Segment Open
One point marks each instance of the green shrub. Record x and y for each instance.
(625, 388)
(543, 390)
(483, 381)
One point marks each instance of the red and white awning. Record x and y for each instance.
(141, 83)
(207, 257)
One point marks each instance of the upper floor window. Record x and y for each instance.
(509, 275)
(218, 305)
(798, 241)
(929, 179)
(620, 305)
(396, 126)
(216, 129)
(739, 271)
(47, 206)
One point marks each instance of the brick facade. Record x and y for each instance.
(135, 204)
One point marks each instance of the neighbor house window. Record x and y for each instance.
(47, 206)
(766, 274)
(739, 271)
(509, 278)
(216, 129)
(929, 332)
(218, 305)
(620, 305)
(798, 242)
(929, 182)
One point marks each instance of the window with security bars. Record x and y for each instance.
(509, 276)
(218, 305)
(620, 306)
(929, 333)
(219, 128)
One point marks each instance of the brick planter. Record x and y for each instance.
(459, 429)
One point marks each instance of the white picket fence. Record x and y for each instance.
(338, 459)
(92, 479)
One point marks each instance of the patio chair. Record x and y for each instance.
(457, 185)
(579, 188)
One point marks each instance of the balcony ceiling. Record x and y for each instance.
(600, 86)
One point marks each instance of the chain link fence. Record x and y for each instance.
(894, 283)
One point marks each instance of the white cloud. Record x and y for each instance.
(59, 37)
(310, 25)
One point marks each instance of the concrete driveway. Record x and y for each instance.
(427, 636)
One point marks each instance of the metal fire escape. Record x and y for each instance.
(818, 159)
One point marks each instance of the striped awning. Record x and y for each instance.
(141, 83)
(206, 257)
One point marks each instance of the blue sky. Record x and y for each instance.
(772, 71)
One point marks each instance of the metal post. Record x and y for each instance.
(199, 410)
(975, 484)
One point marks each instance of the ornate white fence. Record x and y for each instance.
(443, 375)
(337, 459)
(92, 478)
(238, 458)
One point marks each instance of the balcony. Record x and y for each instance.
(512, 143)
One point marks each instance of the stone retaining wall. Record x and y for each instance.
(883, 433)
Segment Closed
* Problem requirements: The listing must be repeated in full, with nothing altered.

* Result of the exercise:
One point marks each instance of the green shrub. Record x and y for each instance.
(625, 388)
(543, 390)
(483, 381)
One point marks each instance of the red and white awning. Record x and y for each instance.
(141, 83)
(207, 257)
One point marks each instance of the upper floor window. Record x and y for each instance.
(509, 275)
(218, 305)
(798, 241)
(929, 179)
(620, 305)
(396, 126)
(216, 129)
(739, 271)
(47, 206)
One point marks each instance of the brick facade. Record x and y for each instance.
(135, 204)
One point marks each instance of the neighbor house window. Record x and y for each instance.
(47, 206)
(766, 274)
(739, 271)
(509, 278)
(216, 129)
(929, 332)
(218, 305)
(620, 305)
(798, 242)
(929, 182)
One point marks each instance of the window with security bars. Record x and y for each instance.
(509, 276)
(218, 305)
(620, 306)
(929, 333)
(219, 128)
One point marks each instance of the brick planter. Record x and y for each instance.
(459, 429)
One point marks each instance of the white picket fence. Record x and y for each instance.
(338, 459)
(92, 479)
One point marks each instance of the patio chair. Record x and y for each instance.
(457, 185)
(579, 188)
One point marks each instance of the balcony ceiling. Record x and y for each instance.
(600, 86)
One point marks each instance of the chain link fence. Record x and y for each instance.
(894, 283)
One point marks each instance of the white cloud. Record x and y for each instance.
(59, 37)
(310, 25)
One point marks each instance of the concrete driveway. Record x and y for each instance.
(427, 636)
One point marks each instance of the metal fire escape. Record x and y for each instance.
(818, 159)
One point marks each instance of the striped awning. Record x and y for each instance.
(141, 83)
(206, 257)
One point marks each instance of the blue sky. Record x and y for each instance.
(772, 71)
One point marks each instance of the metal post. Record x and y for each instance.
(199, 410)
(975, 484)
One point marks each instance of the ornate white fence. Record x and y for each instance.
(443, 375)
(337, 459)
(92, 478)
(238, 458)
One point marks each instance of the balcony. Record x and y for each instance.
(512, 143)
One point marks each instance of the stone retaining wall. Record x and y for each instance.
(883, 433)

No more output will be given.